Stored records
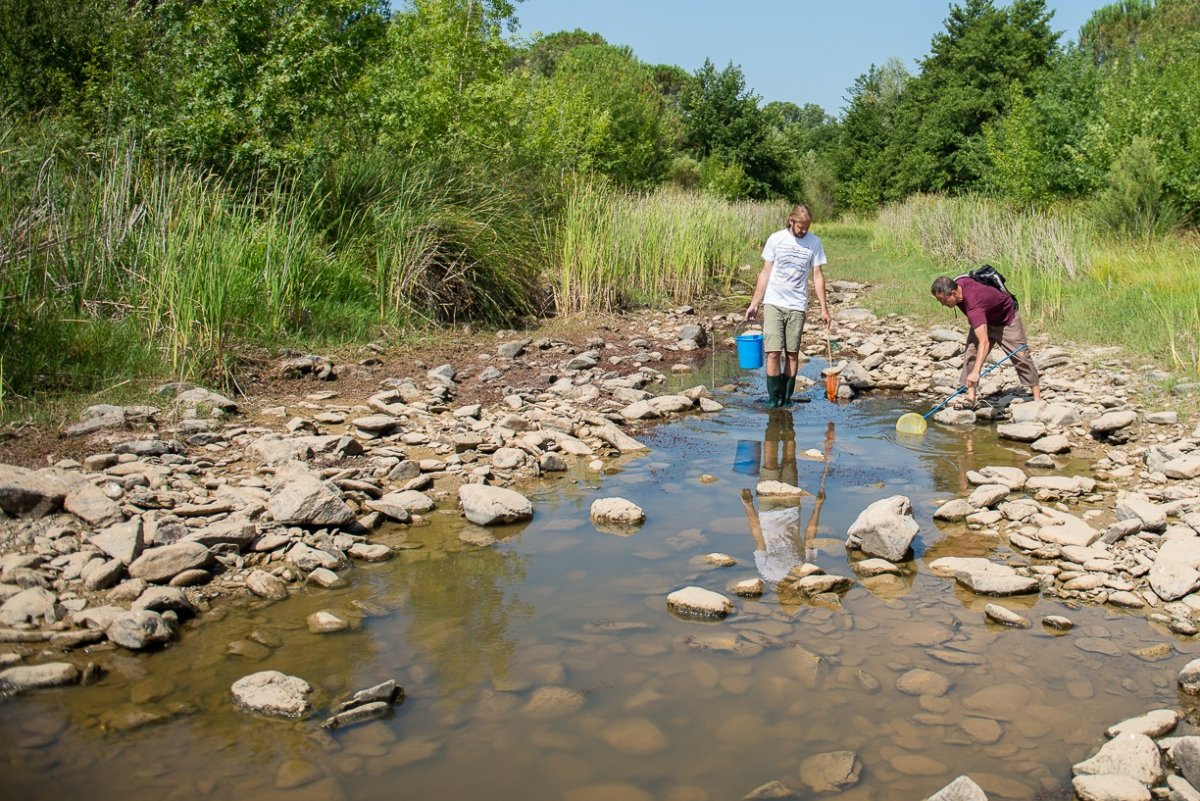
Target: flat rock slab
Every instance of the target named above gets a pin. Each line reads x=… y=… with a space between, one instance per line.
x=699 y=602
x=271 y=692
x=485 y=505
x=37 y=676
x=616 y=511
* * *
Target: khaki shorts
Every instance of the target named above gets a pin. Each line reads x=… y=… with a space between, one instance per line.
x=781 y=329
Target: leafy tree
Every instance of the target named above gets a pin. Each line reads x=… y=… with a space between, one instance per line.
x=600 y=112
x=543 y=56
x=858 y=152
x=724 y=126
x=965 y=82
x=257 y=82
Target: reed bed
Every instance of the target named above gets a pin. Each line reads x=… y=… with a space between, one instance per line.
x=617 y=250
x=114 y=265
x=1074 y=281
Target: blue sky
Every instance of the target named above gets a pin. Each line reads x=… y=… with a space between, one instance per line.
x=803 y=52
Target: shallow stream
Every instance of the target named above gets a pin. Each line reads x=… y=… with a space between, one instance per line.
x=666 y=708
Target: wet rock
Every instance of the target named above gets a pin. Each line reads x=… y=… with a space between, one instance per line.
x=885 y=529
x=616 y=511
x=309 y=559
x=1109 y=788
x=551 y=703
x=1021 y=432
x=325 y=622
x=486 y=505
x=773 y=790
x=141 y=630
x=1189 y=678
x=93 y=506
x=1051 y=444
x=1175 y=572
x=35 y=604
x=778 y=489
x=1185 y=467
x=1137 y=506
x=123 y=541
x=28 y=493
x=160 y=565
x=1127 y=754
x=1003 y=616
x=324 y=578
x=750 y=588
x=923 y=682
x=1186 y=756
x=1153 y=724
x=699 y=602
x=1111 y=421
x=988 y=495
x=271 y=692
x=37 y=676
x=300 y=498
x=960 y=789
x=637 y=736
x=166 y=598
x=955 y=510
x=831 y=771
==
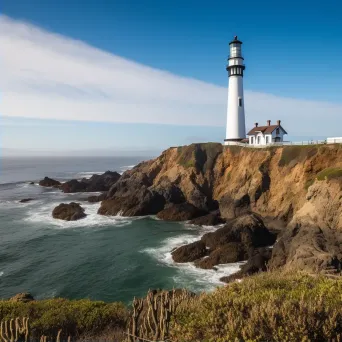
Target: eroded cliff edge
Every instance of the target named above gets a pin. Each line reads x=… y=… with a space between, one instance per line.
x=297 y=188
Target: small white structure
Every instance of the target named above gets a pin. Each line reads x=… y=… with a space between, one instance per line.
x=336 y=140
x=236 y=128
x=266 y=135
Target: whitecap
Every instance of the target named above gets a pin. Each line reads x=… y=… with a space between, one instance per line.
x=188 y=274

** Exercise brief **
All lines above from the line with "Target: eroded cliff edge" through the line with "Target: whitecap", both included, are to be set down exactly, with nothing else.

** Your response **
Target: eroded cliff edge
Every instance of the target named above gets a pin. Each line reads x=… y=… with a space between, one instance per line.
x=297 y=188
Target: small white structure
Every instance of the target named above gets a pin. Each line reads x=… y=… with a space between, one instance per line.
x=336 y=140
x=236 y=128
x=266 y=135
Target: whitecap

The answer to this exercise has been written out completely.